§ **Entries for pointing and labeling**:

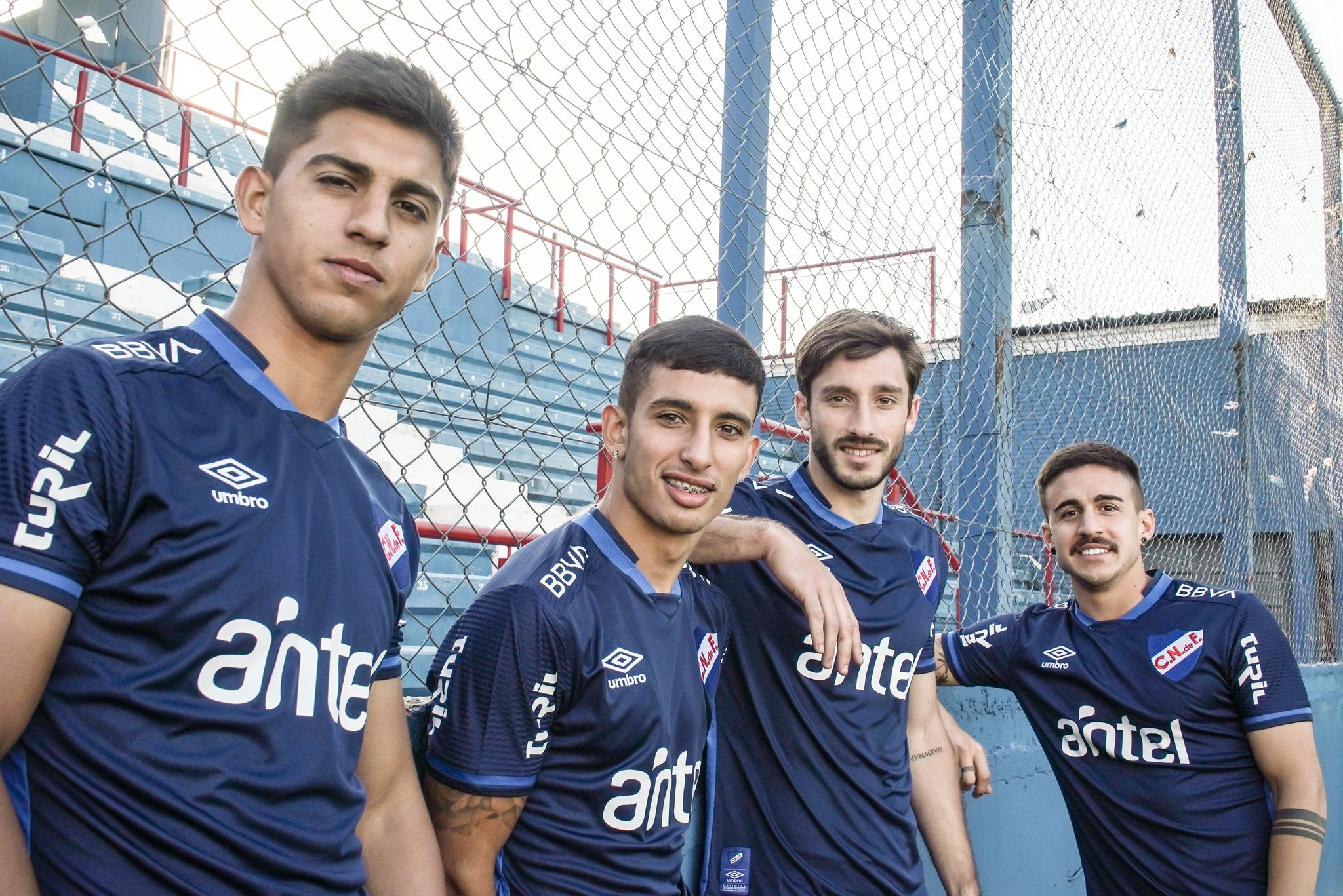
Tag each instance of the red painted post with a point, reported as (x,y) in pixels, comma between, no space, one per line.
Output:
(603,459)
(184,148)
(81,96)
(508,254)
(932,297)
(1049,577)
(559,296)
(610,304)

§ **YOUR TASK**:
Reproduce the rows above word for word, leaving out the pictures.

§ **WRITTEN RESPONSE**:
Tag each instance of the red painted post with a point, reported as (x,y) in pixels, comma between, no space, one per line.
Output:
(603,459)
(184,148)
(81,96)
(508,254)
(932,297)
(1049,577)
(559,296)
(610,304)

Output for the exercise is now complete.